• [SELECTED EXCERPT]
# Lots of spent grain ? Malt Biscuits!



## New_guy (27/1/14)

Made my first AG BIAB - had 5 kgs of spent grain - SWMBO knocked up a ton of kinda Anzac biscuits 
Look up an Anzac biscuit recipe and sub in the grain for oats


----------



## TimT (27/1/14)

.... how'd it go?

I reckon the chewiness of oats would be a bit hard to substitute. I always give my spent grain to the chooks.


----------



## New_guy (27/1/14)

They are good - not quite as chewy but don't expect them to be Anzac biscuits 
Bloody good biscuits just different


----------



## daveHQ (27/1/14)

I make Anzac biscuits on brew days, my kids love them!!

The only downside is the husks, you always seem to be left with a couple in your mouth


----------



## Black Devil Dog (27/1/14)

There are some recipes on the net on how to turn spent grains into dog biscuits, but I just tip them on the compost and let the chooks hook in.


----------



## Maheel (27/1/14)

damn it !!

i was going to do some biscuits with my "next batch" forgot and tipped it in the bin this morning 

"anzac's" would have been perfect....

Might have to fill a cube or something so i can make some this week


----------



## Token (31/1/14)

I make bread in the bread machine. It seems the darker grains make a yummier bread.

i have to agree with DaveHQ about the husks.


----------



## Token (31/1/14)

Do you dry the spent grain before adding to recipe, or do you just throw them in wet? I ask because it makes a big difference in the bread machine bread.


----------



## New_guy (31/1/14)

Token said:


> Do you dry the spent grain before adding to recipe, or do you just throw them in wet? I ask because it makes a big difference in the bread machine bread.


Just chuck em in, very quick & easy to make.


----------



## Edak (31/1/14)

I came into this thread thinking there's going to be a recipe or directions for making yummy spent-grain biscuits, but alas there's nothing!

• [PROBLEMS TO SOLVE]
1 – In the forum thread on spent grain, copy the text from "## Maheel (27/1/14)" up to and including "have been perfect....".
2 – In the forum thread on spent grain, what does daveHQ call the only downside of the biscuits?
3 – Continue the forum thread on spent grain beyond its last post.

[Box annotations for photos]
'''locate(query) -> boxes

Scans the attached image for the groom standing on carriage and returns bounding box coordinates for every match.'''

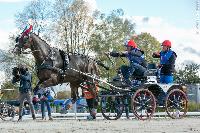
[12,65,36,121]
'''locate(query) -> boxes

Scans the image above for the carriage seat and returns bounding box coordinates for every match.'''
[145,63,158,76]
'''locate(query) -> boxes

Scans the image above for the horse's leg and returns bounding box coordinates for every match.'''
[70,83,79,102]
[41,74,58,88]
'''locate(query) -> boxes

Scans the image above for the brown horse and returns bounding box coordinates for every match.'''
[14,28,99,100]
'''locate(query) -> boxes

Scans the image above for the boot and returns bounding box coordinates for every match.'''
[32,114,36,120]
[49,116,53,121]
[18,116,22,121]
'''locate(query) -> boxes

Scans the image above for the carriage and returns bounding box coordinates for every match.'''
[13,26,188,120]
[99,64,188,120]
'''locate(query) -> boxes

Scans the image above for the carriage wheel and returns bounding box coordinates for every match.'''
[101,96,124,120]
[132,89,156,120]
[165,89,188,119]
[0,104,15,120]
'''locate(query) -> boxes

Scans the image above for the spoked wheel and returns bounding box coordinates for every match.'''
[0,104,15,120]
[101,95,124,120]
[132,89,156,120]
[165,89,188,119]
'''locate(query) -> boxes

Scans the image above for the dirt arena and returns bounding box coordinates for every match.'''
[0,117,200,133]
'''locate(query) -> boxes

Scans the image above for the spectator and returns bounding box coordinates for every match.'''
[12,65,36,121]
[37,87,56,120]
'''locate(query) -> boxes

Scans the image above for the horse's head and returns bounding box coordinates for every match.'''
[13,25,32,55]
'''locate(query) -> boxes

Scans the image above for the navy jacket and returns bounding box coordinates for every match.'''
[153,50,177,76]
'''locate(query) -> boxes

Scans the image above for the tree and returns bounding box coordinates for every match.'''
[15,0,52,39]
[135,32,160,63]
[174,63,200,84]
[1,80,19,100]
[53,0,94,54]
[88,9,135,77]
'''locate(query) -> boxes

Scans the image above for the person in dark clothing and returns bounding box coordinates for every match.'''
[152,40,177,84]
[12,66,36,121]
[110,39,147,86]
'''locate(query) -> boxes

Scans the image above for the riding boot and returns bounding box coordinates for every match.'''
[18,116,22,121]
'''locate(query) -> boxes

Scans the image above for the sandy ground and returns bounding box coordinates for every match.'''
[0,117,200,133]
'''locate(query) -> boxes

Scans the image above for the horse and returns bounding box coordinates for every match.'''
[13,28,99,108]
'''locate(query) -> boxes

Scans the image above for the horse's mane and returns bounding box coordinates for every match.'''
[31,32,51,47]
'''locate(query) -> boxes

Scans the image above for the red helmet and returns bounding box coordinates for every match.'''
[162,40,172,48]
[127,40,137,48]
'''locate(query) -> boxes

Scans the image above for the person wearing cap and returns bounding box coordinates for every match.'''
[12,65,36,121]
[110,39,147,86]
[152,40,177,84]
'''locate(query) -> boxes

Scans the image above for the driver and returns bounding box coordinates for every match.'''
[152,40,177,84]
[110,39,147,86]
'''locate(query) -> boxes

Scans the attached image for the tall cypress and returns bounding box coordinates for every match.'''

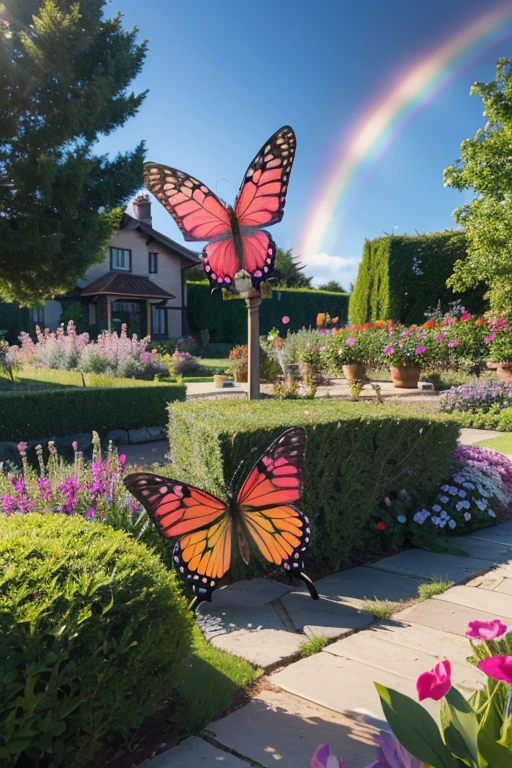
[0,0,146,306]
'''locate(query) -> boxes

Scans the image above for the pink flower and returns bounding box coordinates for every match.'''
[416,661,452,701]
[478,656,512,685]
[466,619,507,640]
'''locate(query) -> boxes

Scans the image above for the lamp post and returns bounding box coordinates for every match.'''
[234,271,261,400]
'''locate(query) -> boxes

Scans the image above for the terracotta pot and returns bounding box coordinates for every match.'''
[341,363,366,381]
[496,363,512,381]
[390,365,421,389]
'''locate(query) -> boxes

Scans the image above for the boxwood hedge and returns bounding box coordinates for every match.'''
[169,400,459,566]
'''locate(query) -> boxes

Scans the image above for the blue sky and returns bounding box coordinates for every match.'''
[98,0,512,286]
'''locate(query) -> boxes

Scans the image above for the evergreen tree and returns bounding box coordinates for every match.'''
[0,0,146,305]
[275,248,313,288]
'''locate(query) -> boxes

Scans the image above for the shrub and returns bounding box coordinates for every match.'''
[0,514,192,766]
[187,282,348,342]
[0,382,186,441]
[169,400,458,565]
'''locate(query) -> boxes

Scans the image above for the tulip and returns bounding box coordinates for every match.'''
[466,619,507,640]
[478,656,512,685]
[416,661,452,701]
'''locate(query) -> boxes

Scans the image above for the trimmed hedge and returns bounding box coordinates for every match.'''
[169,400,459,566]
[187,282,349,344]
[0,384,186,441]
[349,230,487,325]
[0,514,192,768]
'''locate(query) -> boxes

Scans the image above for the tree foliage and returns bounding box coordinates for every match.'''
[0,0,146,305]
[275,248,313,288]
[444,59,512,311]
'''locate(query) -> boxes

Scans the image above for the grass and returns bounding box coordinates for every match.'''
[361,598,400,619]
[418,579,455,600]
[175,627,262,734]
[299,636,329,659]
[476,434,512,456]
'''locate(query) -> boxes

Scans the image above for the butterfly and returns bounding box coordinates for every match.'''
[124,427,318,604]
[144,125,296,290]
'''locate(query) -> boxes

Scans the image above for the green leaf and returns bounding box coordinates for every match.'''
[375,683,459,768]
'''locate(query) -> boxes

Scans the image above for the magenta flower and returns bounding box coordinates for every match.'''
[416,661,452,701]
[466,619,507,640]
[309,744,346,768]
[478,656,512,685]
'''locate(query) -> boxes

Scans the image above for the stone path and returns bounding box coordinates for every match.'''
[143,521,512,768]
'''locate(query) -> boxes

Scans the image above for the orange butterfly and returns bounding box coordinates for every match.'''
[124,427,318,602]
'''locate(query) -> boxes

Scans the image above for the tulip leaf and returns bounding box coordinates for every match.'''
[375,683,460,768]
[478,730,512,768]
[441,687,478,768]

• [OUTPUTS BY TASK]
1 –
## Maheel (27/1/14)

damn it !!

i was going to do some biscuits with my "next batch" forgot and tipped it in the bin this morning 

"anzac's" would have been perfect....

2 – The husks, since you always seem to be left with a couple in your mouth.

3 –
----------



## 1974Alby (31/1/14)

I agree Edak...Recipe please!


----------



## angus_grant (31/1/14)

http://www.beeratjoes.com/index.php/beer-dinners/spent-grain-beer-bread/

Not actually tried the recipe yet, so have no idea on the recipe. I am sure there is a thread on here somewhere but am on ipad so don't have all my bookmarks.

Edit: thought I should point out this is a bread recipe.


----------



## thylacine (1/2/14)

Edak said:


> I came into this thread thinking there's going to be a recipe or directions for making yummy spent-grain biscuits, but alas there's nothing!


ANZAC recipe:
http://www.bestrecipes.com.au/recipe/anzac-biscuits-L79.html


----------



## thylacine (1/2/14)

re ANZAC recipe- substitute the oats with spent grain

Dog biscuits:
http://brewsmith.com.au/spent-grain-dog-biscuits-even-your-dog-will-appreciate-you-brewing/

Treberbrot (bread) recipe:
http://braukaiser.com/wiki/index.php?title=Treberbrot


----------



## Edak (2/2/14)

Cheers thylacine, will give it a go.


----------



## New_guy (2/2/14)

Edak said:


> I came into this thread thinking there's going to be a recipe or directions for making yummy spent-grain biscuits, but alas there's nothing!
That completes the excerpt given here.